Stated goal =
Reproduce the rows below line for line, changing nothing, and omit the picture from your answer.

* Begin Records for this task *

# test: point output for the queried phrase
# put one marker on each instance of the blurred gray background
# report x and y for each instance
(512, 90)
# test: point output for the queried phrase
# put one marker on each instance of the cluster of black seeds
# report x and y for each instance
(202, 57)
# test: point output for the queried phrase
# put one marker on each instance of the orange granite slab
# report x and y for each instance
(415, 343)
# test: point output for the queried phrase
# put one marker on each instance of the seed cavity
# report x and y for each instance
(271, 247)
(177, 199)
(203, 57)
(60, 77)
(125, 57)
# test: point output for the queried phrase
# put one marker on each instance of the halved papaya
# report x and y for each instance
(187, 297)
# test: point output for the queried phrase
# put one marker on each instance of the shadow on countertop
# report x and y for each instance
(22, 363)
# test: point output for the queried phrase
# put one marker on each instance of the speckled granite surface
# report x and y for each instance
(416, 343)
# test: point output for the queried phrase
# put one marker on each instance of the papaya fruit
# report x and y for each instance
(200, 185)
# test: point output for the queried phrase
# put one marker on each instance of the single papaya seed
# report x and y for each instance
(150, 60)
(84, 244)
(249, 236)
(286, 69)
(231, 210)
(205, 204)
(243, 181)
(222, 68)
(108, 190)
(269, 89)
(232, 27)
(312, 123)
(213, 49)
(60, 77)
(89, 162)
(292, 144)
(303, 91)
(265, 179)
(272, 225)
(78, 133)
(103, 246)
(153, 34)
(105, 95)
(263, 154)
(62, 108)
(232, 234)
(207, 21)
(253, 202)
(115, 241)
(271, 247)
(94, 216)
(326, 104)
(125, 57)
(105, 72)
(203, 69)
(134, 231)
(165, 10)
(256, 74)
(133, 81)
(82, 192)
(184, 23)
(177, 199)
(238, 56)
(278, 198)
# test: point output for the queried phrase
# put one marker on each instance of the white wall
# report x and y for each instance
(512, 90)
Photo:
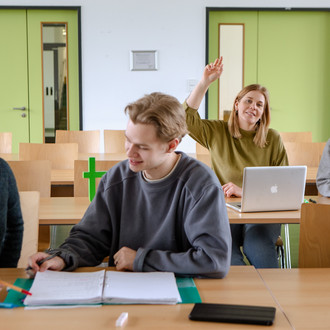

* End Records for this task *

Exercise response =
# test: point output for the queried phrase
# put one marker on each instance of the blurred gray background
# report x and y for each instance
(512, 90)
# test: point output for the queried phrase
# put one marker on each instance of the cluster of black seeds
# report x and y for each instance
(202, 57)
# test: point output for the queried phrase
# put one marker on each instance of the orange granite slab
# report x and y for each instance
(415, 343)
# test: point output for the queried phrase
# put one marker on each instance of the seed cavity
# report x and y for each instance
(271, 247)
(177, 199)
(203, 57)
(60, 77)
(125, 57)
# test: point output for the queried phrase
# put one marker on each instance of the halved papaya
# report x and y for each instance
(187, 297)
# test: point output for the queried phrase
# put one marker on each instance of the shadow on countertop
# report x and y for each instance
(22, 363)
# test: point output for the queried phrase
# put one marker on each instance of the speckled granite surface
# report x and y for each instance
(416, 343)
# test: point output for the queried phrase
# put one marker on each instance of the papaya fruit
# report x and y for each instance
(200, 185)
# test: point output for the queried phrase
# put one marker on each instance of the single papaya seed
# report x and y for each instance
(150, 60)
(84, 244)
(249, 236)
(286, 69)
(231, 210)
(205, 204)
(243, 181)
(222, 68)
(108, 190)
(269, 89)
(232, 27)
(312, 123)
(213, 49)
(60, 77)
(89, 162)
(292, 144)
(303, 91)
(265, 179)
(272, 225)
(78, 133)
(103, 246)
(153, 34)
(105, 95)
(263, 154)
(62, 108)
(232, 234)
(207, 21)
(253, 202)
(115, 241)
(271, 247)
(94, 216)
(326, 104)
(125, 57)
(105, 72)
(203, 69)
(134, 231)
(165, 10)
(256, 74)
(133, 81)
(82, 192)
(184, 23)
(177, 199)
(238, 56)
(278, 198)
# test: point output for the queried phrase
# put one marker on each instance of the white wall
# report x and y for each instance
(512, 90)
Photo:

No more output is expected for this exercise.